__Work to complete__.
- 1) Decide whether each statement (a), (b), (c) agrees with the Grid computing article, answering yes or no and quoting the deciding words of the article. (a) The article first appeared through IBM developerWorks. (b) Desktop machines arrived before mainframes. (c) The article holds that Grid computing has less potential than the Internet to change how business is done.
- 2) Rewrite the stretch of the Grid computing article from "First published by" through "about Grid computing.", substituting "technical reports" for "white papers".
- 3) Continue the article on Grid computing for developers from the point where it stops.

__Document passage__.
BEGIN
GRIDtoday Logo IBM

DAILY NEWS AND INFORMATION FOR THE GLOBAL GRID COMMUNITY / MAY 19, 2003: VOL. 2 NO. 20

   ( Table of Contents )   

Breaking News - Operating Systems & Middleware:

Grid Computing: Conceptual Flyover For Developers

First published by IBM developerWorks at http://www.ibm.com/developerWorks.

Grid computing is the "next big thing," and this article's goal is to provide a "10,000-foot view" of key concepts. This article relates many Grid computing concepts to known quantities for developers, such as object-oriented programming, XML, and Web services. The author offers a reading list of white papers, articles, and books where you can find out more about Grid computing.

First came the mainframes: huge hulking computational devices that lived in the rarefied atmospheres of big corporate and university labs, attended to by a secluded priesthood of engineers. Later came the desktop machines, mini- and microcomputers that gave computing power to an ever-expanding group of people at work and home.

Then came the client-server and networking technologies and protocols to hook all these machines together and allow them to communicate. Fast on the heels of all that came the Internet, which expanded our ability to communicate and share files and data with any networked machine on the planet.

Now we're turning the corner on the next big thing: Grid computing, and it has as much potential for changing the way we do business as the Internet did. You're probably already familiar with technologies such as Web services, XML, and object-oriented programming. Grid computing is a lot like these, if only conceptually.
END
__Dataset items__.
BEGIN
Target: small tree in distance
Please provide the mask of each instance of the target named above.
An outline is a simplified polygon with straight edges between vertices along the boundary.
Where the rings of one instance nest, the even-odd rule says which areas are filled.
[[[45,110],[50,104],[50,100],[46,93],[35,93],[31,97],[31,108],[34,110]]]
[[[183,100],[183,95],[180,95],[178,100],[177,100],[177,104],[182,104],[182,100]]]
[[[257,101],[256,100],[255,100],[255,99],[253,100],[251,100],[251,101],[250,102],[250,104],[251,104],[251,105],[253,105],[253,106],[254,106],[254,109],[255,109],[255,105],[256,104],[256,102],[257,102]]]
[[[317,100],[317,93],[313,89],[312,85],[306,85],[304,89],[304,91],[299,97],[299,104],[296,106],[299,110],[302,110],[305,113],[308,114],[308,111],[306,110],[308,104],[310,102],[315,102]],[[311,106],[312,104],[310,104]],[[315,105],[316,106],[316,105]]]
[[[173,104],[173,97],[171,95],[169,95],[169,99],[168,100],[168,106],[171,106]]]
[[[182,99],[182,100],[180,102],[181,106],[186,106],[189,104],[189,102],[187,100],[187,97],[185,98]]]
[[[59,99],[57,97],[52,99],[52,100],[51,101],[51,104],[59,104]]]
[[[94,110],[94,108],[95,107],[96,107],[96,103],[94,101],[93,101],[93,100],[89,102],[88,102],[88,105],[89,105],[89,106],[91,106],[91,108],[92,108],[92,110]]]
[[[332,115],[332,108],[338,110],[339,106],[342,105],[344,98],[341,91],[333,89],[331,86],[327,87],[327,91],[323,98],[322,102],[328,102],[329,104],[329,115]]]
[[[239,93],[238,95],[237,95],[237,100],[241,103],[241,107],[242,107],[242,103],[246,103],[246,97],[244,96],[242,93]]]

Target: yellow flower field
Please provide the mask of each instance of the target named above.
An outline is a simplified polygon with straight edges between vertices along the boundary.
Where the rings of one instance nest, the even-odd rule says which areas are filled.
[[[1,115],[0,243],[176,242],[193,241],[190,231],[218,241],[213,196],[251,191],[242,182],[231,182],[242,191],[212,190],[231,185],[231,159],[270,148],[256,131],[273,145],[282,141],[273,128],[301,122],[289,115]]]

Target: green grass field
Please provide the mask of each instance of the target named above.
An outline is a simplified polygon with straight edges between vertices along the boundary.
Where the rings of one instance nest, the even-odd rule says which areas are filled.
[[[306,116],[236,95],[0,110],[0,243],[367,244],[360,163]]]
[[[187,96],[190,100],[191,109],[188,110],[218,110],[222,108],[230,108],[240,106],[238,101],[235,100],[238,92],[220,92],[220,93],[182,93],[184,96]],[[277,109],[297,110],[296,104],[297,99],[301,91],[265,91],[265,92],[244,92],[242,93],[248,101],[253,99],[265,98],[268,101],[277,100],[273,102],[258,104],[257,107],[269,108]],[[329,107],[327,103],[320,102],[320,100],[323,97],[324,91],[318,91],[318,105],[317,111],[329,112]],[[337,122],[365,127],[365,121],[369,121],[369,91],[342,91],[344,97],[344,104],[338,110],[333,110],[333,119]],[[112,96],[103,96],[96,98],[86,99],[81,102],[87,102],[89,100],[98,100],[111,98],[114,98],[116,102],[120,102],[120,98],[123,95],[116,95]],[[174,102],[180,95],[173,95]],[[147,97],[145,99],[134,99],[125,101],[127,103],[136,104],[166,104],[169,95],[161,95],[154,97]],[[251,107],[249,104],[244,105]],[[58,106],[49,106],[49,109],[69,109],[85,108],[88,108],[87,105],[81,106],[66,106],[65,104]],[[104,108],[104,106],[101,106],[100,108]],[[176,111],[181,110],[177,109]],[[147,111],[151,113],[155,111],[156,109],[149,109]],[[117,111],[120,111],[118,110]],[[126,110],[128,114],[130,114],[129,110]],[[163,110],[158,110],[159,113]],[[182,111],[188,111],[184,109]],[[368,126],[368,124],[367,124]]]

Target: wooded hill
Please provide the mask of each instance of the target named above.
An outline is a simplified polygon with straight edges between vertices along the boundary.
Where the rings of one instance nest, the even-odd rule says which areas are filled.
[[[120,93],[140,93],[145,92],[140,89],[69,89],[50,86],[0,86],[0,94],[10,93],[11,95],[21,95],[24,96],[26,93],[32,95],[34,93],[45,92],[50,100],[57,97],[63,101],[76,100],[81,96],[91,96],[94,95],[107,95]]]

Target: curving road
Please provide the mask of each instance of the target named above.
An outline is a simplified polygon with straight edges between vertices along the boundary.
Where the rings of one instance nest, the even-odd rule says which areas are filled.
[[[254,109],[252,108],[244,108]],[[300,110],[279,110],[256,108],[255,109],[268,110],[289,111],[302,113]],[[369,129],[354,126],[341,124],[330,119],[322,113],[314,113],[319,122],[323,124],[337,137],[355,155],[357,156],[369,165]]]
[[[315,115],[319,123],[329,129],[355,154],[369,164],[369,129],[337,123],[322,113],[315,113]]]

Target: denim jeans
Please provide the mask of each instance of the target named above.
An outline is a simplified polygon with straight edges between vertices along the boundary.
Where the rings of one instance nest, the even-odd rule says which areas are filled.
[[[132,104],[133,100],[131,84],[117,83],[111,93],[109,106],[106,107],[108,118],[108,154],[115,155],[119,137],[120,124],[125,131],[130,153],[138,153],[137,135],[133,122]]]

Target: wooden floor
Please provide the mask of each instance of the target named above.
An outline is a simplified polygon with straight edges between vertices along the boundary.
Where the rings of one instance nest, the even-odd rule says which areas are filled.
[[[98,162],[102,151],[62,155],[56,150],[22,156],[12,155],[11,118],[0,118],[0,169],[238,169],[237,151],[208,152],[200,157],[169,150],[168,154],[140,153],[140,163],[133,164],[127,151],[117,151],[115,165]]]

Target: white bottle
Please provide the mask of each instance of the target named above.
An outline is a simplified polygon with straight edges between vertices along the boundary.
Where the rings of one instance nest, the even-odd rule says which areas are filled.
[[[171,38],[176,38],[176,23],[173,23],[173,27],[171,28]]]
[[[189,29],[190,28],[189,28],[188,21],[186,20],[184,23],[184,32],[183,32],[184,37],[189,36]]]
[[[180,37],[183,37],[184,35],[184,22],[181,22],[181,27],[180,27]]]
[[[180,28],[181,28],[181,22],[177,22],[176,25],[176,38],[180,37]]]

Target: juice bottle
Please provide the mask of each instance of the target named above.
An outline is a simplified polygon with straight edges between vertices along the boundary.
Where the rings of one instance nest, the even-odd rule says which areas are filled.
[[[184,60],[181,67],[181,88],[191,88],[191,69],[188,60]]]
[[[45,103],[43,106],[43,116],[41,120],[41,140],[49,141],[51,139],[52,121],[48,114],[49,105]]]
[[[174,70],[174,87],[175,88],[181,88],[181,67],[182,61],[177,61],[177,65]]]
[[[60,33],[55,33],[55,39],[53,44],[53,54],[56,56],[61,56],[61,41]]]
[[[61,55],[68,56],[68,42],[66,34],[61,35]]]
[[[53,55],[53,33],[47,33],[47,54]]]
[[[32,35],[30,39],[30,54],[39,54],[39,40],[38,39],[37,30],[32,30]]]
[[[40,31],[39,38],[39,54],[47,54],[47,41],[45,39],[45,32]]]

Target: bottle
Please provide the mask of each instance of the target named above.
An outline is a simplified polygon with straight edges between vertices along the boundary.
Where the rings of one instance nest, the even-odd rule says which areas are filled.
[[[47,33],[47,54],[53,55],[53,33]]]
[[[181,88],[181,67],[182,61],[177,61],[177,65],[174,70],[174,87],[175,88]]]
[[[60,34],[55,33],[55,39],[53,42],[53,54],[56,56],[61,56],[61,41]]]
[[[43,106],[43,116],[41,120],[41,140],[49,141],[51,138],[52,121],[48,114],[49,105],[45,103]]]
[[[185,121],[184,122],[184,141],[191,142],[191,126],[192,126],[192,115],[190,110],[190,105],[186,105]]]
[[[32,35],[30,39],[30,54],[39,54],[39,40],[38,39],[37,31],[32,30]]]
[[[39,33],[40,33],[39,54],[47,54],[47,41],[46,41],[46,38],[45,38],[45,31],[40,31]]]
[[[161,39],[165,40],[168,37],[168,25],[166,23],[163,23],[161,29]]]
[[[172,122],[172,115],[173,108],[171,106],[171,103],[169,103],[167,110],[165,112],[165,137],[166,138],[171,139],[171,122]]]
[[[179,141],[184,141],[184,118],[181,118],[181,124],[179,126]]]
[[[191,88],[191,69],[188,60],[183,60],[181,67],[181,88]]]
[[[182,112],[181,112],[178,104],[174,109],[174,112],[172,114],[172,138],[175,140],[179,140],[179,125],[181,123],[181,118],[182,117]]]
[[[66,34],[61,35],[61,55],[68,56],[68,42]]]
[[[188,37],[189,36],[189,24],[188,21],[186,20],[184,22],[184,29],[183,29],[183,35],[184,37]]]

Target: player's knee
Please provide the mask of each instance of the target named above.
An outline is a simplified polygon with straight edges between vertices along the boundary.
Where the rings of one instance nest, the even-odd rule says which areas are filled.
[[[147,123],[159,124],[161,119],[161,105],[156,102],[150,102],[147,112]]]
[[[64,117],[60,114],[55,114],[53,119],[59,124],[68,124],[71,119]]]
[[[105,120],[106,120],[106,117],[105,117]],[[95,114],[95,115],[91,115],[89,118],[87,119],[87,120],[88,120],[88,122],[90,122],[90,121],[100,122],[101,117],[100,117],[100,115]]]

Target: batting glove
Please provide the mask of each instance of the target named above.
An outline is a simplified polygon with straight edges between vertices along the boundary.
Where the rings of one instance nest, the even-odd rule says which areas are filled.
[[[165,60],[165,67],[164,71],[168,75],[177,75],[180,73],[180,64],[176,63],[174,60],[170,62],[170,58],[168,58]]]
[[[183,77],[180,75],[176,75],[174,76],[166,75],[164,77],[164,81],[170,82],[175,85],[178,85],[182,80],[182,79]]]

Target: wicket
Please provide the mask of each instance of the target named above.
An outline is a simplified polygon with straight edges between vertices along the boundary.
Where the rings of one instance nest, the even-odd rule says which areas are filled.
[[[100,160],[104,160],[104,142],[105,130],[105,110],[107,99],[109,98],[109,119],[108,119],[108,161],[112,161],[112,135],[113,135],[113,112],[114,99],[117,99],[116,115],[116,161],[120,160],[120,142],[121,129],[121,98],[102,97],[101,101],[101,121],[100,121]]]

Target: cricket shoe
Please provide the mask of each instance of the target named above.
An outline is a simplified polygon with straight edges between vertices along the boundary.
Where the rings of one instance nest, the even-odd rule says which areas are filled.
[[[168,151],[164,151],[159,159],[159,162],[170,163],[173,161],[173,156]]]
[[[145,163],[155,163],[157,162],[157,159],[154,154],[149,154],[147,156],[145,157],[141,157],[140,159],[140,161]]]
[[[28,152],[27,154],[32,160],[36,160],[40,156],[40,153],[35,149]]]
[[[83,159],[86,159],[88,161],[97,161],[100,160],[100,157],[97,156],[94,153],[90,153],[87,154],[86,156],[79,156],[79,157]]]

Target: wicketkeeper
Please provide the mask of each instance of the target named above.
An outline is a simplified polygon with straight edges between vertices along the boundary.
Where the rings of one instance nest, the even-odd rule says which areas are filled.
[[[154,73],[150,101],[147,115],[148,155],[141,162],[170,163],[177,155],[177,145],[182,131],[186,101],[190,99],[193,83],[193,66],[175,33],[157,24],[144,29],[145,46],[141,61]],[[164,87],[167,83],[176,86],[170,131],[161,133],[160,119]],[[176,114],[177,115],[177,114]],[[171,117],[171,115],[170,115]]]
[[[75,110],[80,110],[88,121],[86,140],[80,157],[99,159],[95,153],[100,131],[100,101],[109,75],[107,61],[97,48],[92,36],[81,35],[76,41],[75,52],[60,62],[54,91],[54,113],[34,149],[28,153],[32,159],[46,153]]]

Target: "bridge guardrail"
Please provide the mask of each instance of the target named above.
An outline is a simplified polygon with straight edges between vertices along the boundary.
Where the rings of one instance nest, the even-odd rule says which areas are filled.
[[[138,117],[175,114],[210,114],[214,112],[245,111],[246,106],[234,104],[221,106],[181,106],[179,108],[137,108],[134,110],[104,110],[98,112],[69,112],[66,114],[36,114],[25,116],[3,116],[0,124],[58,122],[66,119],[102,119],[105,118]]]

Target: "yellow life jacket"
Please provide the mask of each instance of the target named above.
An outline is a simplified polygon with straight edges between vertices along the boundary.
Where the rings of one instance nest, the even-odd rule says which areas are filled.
END
__The results__.
- 1)
(a) Yes: "First published by IBM developerWorks at http://www.ibm.com/developerWorks."
(b) No: "First came the mainframes" and "Later came the desktop machines"
(c) No: "it has as much potential for changing the way we do business as the Internet did."

- 2)
First published by IBM developerWorks at http://www.ibm.com/developerWorks.

Grid computing is the "next big thing," and this article's goal is to provide a "10,000-foot view" of key concepts. This article relates many Grid computing concepts to known quantities for developers, such as object-oriented programming, XML, and Web services. The author offers a reading list of technical reports, articles, and books where you can find out more about Grid computing.

- 3)
This article shows you how this emerging technology borrows from past technical concepts -- it won't take much for you to see the parallels between the development of Grid computing with that of Web services, XML, and other technical arenas. You'll also see how Grid services and the very framework it all rests on is very much like object-oriented programming.

What's Grid computing?

Sometimes it's easier to start defining Grid computing by telling you what it isn't. For instance, it's not artificial intelligence, and it's not some kind of advanced networking technology. It's also not some kind of science-fictional panacea to cure all of our technology ailments.

If you can think of the Internet as a network of communication, then Grid computing is a network of computation: tools and protocols for coordinated resource sharing and problem solving among pooled assets. These pooled assets are known as virtual organizations. They can be distributed across the globe; they're heterogeneous (some PCs, some servers, maybe mainframes and supercomputers); somewhat autonomous (a Grid can potentially access resources in different organizations); and temporary.

Although Grid computing is firmly ensconced in the realm of academic and research activities (and has been for the past decade), more and more companies are starting to turn to it for solving hard-nosed, real-world problems.

Consider this: most IT departments are being forced to do more with less. Budgets are tight, resources are thin, and skilled human resources can be scarce or expensive. To top it off, most corporate managers know that they have a super-abundance of idle computing power. It's well known in industry circles that most desktop machines only use 5% to 10% of their capacity, and most servers barely peak out at 20%. No surprise then that many of the big money people in corporate America balk at the thought of purchasing more equipment to get the job done.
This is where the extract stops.